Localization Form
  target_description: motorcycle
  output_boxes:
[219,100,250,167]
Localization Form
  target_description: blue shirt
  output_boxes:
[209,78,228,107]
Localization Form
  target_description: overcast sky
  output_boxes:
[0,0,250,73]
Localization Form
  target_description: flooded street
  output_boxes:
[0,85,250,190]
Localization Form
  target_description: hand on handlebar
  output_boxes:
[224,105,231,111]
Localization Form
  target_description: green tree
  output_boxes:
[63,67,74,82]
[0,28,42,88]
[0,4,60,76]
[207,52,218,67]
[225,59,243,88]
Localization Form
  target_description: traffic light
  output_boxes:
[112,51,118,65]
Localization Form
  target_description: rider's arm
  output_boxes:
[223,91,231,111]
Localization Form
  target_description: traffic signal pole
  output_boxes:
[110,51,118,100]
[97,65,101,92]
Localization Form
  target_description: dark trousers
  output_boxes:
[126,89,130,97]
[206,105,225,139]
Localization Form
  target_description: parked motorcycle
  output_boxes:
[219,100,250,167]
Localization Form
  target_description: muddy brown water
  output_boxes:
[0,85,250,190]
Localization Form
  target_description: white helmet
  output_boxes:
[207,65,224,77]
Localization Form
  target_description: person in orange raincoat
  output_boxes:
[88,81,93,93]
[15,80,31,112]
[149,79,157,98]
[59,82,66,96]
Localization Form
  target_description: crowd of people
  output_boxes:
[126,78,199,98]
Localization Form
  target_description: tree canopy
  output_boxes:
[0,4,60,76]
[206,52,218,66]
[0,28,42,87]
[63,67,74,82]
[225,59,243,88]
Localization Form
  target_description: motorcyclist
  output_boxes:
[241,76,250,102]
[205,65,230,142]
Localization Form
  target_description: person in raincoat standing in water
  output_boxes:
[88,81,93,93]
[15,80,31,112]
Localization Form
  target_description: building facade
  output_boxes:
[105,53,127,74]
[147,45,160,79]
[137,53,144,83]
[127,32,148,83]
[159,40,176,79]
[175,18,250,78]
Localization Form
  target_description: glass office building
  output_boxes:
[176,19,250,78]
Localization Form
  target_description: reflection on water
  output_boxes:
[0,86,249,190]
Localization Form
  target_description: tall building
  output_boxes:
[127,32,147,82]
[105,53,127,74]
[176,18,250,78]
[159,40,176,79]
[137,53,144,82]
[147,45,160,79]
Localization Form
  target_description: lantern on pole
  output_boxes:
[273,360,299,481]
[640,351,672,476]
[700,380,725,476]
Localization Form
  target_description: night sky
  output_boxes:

+ + + + + + +

# [Written instruction]
Render every line of the records above as a Markdown table with two columns, Index for the row number and Entry for the line. Leave out blank lines.

# [Solution to this problem]
| Index | Entry |
|---|---|
| 1 | Localization Form |
| 2 |   target_description: motorcycle |
| 3 |   output_boxes: |
| 4 | [219,100,250,167] |
| 5 | Localization Form |
| 6 |   target_description: blue shirt |
| 7 |   output_boxes: |
| 8 | [209,78,228,107] |
| 9 | Localization Form |
| 10 |   target_description: overcast sky |
| 11 |   output_boxes: |
| 12 | [0,0,250,73] |
| 13 | Localization Form |
| 14 |   target_description: flooded street |
| 15 |   output_boxes: |
| 16 | [0,85,250,190] |
| 17 | Localization Form |
| 18 |   target_description: hand on handlebar |
| 19 |   output_boxes: |
| 20 | [224,105,231,111] |
| 21 | Localization Form |
| 22 |   target_description: green tree |
| 23 |   output_boxes: |
| 24 | [63,67,74,82] |
| 25 | [0,28,42,88] |
| 26 | [0,4,60,76] |
| 27 | [207,52,218,67] |
| 28 | [225,59,243,88] |
| 29 | Localization Form |
| 30 |   target_description: traffic light |
| 31 |   output_boxes: |
| 32 | [112,51,118,65] |
| 33 | Localization Form |
| 34 |   target_description: rider's arm |
| 35 |   output_boxes: |
| 36 | [223,91,231,111] |
| 37 | Localization Form |
| 38 |   target_description: traffic signal pole |
| 39 |   output_boxes: |
| 40 | [110,51,118,100] |
| 41 | [97,65,101,92] |
| 42 | Localization Form |
| 43 |   target_description: dark trousers |
| 44 |   output_boxes: |
| 45 | [126,89,130,97] |
| 46 | [206,105,225,139] |
| 47 | Localization Form |
| 48 |   target_description: parked motorcycle |
| 49 |   output_boxes: |
| 50 | [219,100,250,167] |
| 51 | Localization Form |
| 52 |   target_description: muddy brown water |
| 53 |   output_boxes: |
| 54 | [0,85,250,190] |
| 55 | Localization Form |
| 56 |   target_description: white helmet |
| 57 |   output_boxes: |
| 58 | [207,65,224,77] |
| 59 | Localization Form |
| 60 |   target_description: person in orange raincoat |
| 61 |   output_boxes: |
| 62 | [88,81,93,93] |
| 63 | [15,80,31,112] |
| 64 | [149,79,157,98] |
| 65 | [59,82,66,96] |
| 66 | Localization Form |
| 67 |   target_description: crowd of people |
| 68 |   output_boxes: |
| 69 | [126,78,199,98] |
| 70 | Localization Form |
| 71 |   target_description: tree canopy |
| 72 |   output_boxes: |
| 73 | [0,4,60,76] |
| 74 | [206,52,218,66] |
| 75 | [0,28,42,87] |
| 76 | [63,67,74,82] |
| 77 | [225,59,243,88] |
| 78 | Localization Form |
| 79 |   target_description: motorcyclist |
| 80 |   output_boxes: |
| 81 | [241,76,250,102] |
| 82 | [205,65,230,142] |
| 83 | Localization Form |
| 84 |   target_description: person in raincoat standing in water |
| 85 |   output_boxes: |
| 86 | [88,81,93,93] |
| 87 | [15,80,31,112] |
| 88 | Localization Form |
| 89 |   target_description: building facade |
| 90 |   output_boxes: |
| 91 | [105,53,127,74] |
| 92 | [147,45,160,79] |
| 93 | [137,53,144,83] |
| 94 | [127,32,148,83] |
| 95 | [159,40,176,79] |
| 96 | [175,18,250,78] |
| 97 | Localization Form |
| 98 |   target_description: glass office building |
| 99 |   output_boxes: |
| 100 | [176,19,250,78] |
| 101 | Localization Form |
| 102 |   target_description: reflection on water |
| 103 |   output_boxes: |
| 104 | [0,86,249,190] |
| 105 | Localization Form |
| 106 |   target_description: tall building |
| 107 |   output_boxes: |
| 108 | [127,32,147,82] |
| 109 | [105,53,127,74] |
| 110 | [176,18,250,78] |
| 111 | [159,40,176,79] |
| 112 | [137,53,144,82] |
| 113 | [147,45,160,79] |
| 114 | Localization Form |
| 115 |   target_description: lantern on pole |
| 116 |   output_boxes: |
| 117 | [273,360,299,481] |
| 118 | [640,351,672,476] |
| 119 | [700,380,725,476] |
| 120 | Localization Form |
| 121 |   target_description: night sky |
| 122 |   output_boxes: |